LISTA DE TAREAS:
#1 Repite tal cual la parte del fragmento sobre el Premio Nacional de Teatro 2020 que arranca en las palabras "Hay un valor" y termina después de "suma o resta.".
#2 Responde estas preguntas a partir del fragmento sobre el Premio Nacional de Teatro 2020:
(a) ¿Quiénes son los dos ganadores del premio?
(b) ¿Qué diseñadora escénica formó parte del jurado?
(c) ¿En qué ciudad se encuentran la Sala Pepe Camejo y la Galería El Retablo?
#3 Por favor, prolonga el fragmento sobre el Premio Nacional de Teatro 2020 a partir de su última oración.

FRAGMENTO DEL TEXTO:
──────────

Hay un valor humano llamado ética, que conforman normas y costumbres. Orienta la conducta individual y el comportamiento moral en comunidad, y protege la sanidad y el equilibrio de nuestras relaciones interpersonales y a mayor escala. Al distinguir entre el bien y el mal, es primordial en cualquier ámbito de la vida, y en lo profesional refuerza decisivamente otros valores más específicos, es decir, que suma o resta.

Como escribió recientemente Norge Espinosa para abrir un enjundioso texto en esta misma revista: “Tras un intenso fogueo de criterios, opiniones, debates, intercambios acalorados y otros más razonados, ya puede proclamarse el Premio Nacional de Teatro 2020. No uno, sino dos ganadores, son los que en esta ocasión aparecen en esta noticia: el diseñador Zenén Calero Medina y el director, actor, dramaturgo e investigador Rubén Darío Salazar”.

Primero, saludo con enorme regocijo, la elección realizada por el jurado del Premio Nacional de Teatro 2020, integrado por la actriz Verónica Lynn, el actor Carlos Pérez Peña, el director Carlos Díaz, el dramaturgo y director Gerardo Fulleda León —todos Premios Nacionales de Teatro— y la diseñadora escénica Nieves Laferté. El dúo elegido hace rato que es, para mí, una excelente opción —y lo escribo como crítica que ejerce regularmente su opinión y es asidua a las salas y teatros, al tanto de casi todo lo que pasa—, porque más allá de gustos o preferencias —y a mí me gusta mucho su trabajo, mucho he escrito sobre él y volveré a hacerlo cuando baje la ola—, sus trayectorias profesionales y su incansable empeño en crear belleza para la escena, con frecuentes estrenos y numerosas iniciativas, los respaldan. Y si alguien no lo sabe, puede consultar sus currículos, visitar la Sala Pepe Camejo y la Galería El Retablo, en Matanzas, o esperar una de sus regulares visitas a la capital o en gira por la Isla, tan pronto la situación sanitaria lo permita.

──────────

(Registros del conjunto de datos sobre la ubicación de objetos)
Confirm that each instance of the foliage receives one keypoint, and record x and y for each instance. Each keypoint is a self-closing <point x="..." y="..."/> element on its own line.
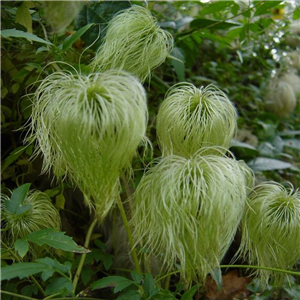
<point x="239" y="46"/>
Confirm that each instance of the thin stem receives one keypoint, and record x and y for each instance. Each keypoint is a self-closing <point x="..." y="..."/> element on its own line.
<point x="82" y="259"/>
<point x="261" y="268"/>
<point x="129" y="235"/>
<point x="18" y="260"/>
<point x="17" y="295"/>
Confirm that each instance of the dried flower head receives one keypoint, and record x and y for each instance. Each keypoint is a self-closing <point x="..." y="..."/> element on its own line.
<point x="88" y="127"/>
<point x="41" y="215"/>
<point x="270" y="230"/>
<point x="187" y="211"/>
<point x="190" y="118"/>
<point x="133" y="42"/>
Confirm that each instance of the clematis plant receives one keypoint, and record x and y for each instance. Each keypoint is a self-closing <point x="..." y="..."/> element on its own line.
<point x="88" y="128"/>
<point x="40" y="215"/>
<point x="190" y="118"/>
<point x="134" y="42"/>
<point x="270" y="231"/>
<point x="187" y="210"/>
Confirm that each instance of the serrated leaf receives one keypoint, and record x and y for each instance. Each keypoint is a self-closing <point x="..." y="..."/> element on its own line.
<point x="149" y="285"/>
<point x="268" y="164"/>
<point x="13" y="156"/>
<point x="14" y="205"/>
<point x="178" y="63"/>
<point x="216" y="7"/>
<point x="188" y="295"/>
<point x="21" y="270"/>
<point x="12" y="33"/>
<point x="98" y="12"/>
<point x="216" y="274"/>
<point x="120" y="283"/>
<point x="55" y="239"/>
<point x="265" y="7"/>
<point x="23" y="16"/>
<point x="70" y="40"/>
<point x="137" y="277"/>
<point x="130" y="295"/>
<point x="212" y="24"/>
<point x="21" y="247"/>
<point x="60" y="284"/>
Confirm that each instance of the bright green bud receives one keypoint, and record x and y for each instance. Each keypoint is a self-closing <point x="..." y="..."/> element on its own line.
<point x="89" y="127"/>
<point x="190" y="118"/>
<point x="134" y="43"/>
<point x="187" y="211"/>
<point x="271" y="231"/>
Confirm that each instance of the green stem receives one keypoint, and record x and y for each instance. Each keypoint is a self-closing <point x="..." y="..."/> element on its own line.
<point x="82" y="259"/>
<point x="129" y="235"/>
<point x="261" y="268"/>
<point x="18" y="260"/>
<point x="17" y="295"/>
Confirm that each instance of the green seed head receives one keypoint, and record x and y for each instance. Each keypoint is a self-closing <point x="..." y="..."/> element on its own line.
<point x="270" y="230"/>
<point x="133" y="42"/>
<point x="190" y="118"/>
<point x="88" y="127"/>
<point x="187" y="211"/>
<point x="41" y="215"/>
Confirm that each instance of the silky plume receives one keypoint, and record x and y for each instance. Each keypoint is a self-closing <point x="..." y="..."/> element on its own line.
<point x="134" y="42"/>
<point x="186" y="211"/>
<point x="271" y="230"/>
<point x="88" y="128"/>
<point x="190" y="118"/>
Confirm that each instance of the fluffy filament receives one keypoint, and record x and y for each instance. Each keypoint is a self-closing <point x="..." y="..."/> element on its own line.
<point x="190" y="118"/>
<point x="271" y="230"/>
<point x="88" y="127"/>
<point x="187" y="211"/>
<point x="41" y="215"/>
<point x="133" y="42"/>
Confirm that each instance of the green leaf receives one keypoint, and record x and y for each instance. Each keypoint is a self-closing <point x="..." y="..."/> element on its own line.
<point x="61" y="285"/>
<point x="149" y="285"/>
<point x="21" y="247"/>
<point x="216" y="7"/>
<point x="137" y="277"/>
<point x="21" y="270"/>
<point x="265" y="7"/>
<point x="70" y="40"/>
<point x="120" y="283"/>
<point x="188" y="295"/>
<point x="13" y="156"/>
<point x="296" y="14"/>
<point x="216" y="274"/>
<point x="213" y="24"/>
<point x="11" y="33"/>
<point x="53" y="266"/>
<point x="131" y="295"/>
<point x="23" y="16"/>
<point x="268" y="164"/>
<point x="55" y="239"/>
<point x="14" y="205"/>
<point x="98" y="12"/>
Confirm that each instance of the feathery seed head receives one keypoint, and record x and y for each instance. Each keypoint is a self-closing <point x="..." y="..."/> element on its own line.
<point x="188" y="210"/>
<point x="190" y="118"/>
<point x="88" y="127"/>
<point x="59" y="14"/>
<point x="270" y="229"/>
<point x="133" y="42"/>
<point x="41" y="215"/>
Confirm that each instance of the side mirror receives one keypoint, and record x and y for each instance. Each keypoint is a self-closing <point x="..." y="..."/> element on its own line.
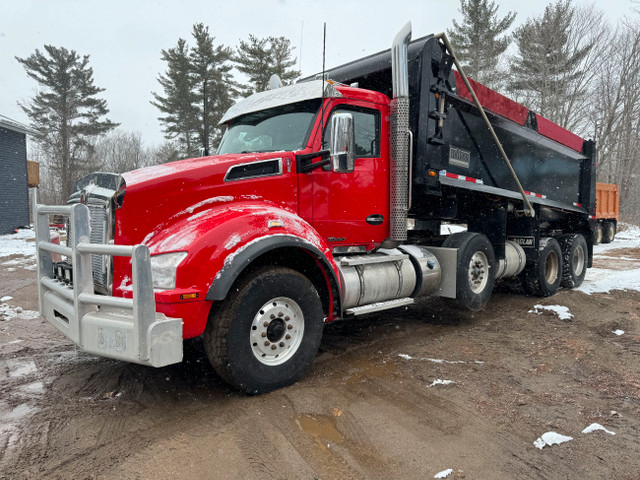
<point x="342" y="143"/>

──────────

RESPUESTAS:
#1
Hay un valor humano llamado ética, que conforman normas y costumbres. Orienta la conducta individual y el comportamiento moral en comunidad, y protege la sanidad y el equilibrio de nuestras relaciones interpersonales y a mayor escala. Al distinguir entre el bien y el mal, es primordial en cualquier ámbito de la vida, y en lo profesional refuerza decisivamente otros valores más específicos, es decir, que suma o resta.

#2
(a) El diseñador Zenén Calero Medina y el director, actor, dramaturgo e investigador Rubén Darío Salazar.
(b) Nieves Laferté.
(c) En Matanzas.

#3
De vuelta al referente del inicio, para ser clara, explico que en la primera parte, el crítico se refiere a la debatida posibilidad de espaciar la entrega de los premios, alternando cada dos años el teatro y la danza, que fuera inicialmente propuesta por el Consejo Nacional de las Artes Escénicas, y luego de amplia discusión con críticos y artistas, en la que se defendió mantener ambos cada año, la institución rectificó de buen grado y en breve plazo abrió una nueva convocatoria, adecuada a la realidad del teatro y tomando en cuenta la experiencia de 21 años de entrega del Premio, con brillos y manchas. Hasta ahí todo bien, a mi juicio. Pero, lamentablemente, no contentas con un proceso en camino de perfeccionarse desde la voluntad de muchos —sería utópico en extremo decir que de todos—, algunas personas por distintas vías impulsaron campañas voluntaristas, que lejos de ayudar a la limpieza del acto —que es cultural y artístico, tiene trascendencia social y afecta a respetables profesionales—, lo empañaron, a punto de malograrlo.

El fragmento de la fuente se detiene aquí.